Region pointing data:
┏━━

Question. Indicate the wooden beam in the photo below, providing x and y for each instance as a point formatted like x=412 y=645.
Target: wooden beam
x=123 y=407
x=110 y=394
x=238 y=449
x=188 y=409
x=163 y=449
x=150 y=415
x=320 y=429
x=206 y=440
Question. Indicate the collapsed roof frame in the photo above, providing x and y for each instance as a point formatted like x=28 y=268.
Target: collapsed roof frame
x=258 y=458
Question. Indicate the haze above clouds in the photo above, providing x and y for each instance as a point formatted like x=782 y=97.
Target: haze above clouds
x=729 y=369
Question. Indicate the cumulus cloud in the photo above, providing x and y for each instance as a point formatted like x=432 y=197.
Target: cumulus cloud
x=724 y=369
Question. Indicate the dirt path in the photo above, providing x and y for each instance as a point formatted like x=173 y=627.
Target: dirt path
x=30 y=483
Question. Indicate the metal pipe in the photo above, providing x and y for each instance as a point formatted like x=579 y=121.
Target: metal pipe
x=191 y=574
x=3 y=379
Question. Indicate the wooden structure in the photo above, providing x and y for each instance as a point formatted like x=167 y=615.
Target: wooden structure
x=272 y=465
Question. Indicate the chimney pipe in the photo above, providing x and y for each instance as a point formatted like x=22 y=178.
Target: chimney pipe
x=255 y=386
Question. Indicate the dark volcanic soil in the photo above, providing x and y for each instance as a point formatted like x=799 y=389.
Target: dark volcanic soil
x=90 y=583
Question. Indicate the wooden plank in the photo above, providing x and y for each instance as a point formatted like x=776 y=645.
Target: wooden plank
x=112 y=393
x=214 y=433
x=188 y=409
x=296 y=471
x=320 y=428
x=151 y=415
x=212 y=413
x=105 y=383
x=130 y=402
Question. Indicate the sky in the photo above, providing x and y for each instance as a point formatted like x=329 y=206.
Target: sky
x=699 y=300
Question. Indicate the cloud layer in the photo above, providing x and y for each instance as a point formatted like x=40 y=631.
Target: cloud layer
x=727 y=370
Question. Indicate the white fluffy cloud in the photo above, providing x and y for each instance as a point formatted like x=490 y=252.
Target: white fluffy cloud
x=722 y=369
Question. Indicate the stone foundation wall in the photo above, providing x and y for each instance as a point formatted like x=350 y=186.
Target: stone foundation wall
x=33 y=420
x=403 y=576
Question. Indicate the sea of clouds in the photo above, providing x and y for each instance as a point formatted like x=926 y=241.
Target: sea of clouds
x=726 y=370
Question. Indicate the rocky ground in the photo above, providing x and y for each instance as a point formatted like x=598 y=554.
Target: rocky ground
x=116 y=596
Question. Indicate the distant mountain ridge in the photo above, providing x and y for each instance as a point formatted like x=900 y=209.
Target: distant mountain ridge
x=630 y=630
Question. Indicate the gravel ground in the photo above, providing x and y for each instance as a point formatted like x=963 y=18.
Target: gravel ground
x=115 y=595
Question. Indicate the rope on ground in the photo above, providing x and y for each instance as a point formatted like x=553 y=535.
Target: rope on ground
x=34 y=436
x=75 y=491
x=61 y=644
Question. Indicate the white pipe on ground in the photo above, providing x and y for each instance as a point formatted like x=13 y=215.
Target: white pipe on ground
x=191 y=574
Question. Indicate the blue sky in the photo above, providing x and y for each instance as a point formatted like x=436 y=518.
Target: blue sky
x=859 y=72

┗━━

Set down, exactly as they stand above, the lines starting with the line with "Target: stone foundation wall" and going on through the line with "Question. Indicate the gravel", and no others.

Target: stone foundation wall
x=33 y=420
x=403 y=576
Question. Indicate the sea of clouds in the photo above, providing x and y for each instance as a point formatted like x=926 y=241.
Target: sea of clouds
x=726 y=370
Question. Indicate the rocky ground in the photo above, providing x and y for each instance as a point formatted like x=598 y=554.
Target: rocky ground
x=116 y=596
Question. Indicate the distant mountain ridge in the photo above, providing x and y for each instance as a point formatted like x=900 y=209.
Target: distant mountain ridge
x=630 y=630
Question. Indicate the gravel ground in the photo above, providing x and y for each instance as a point formatted like x=963 y=18.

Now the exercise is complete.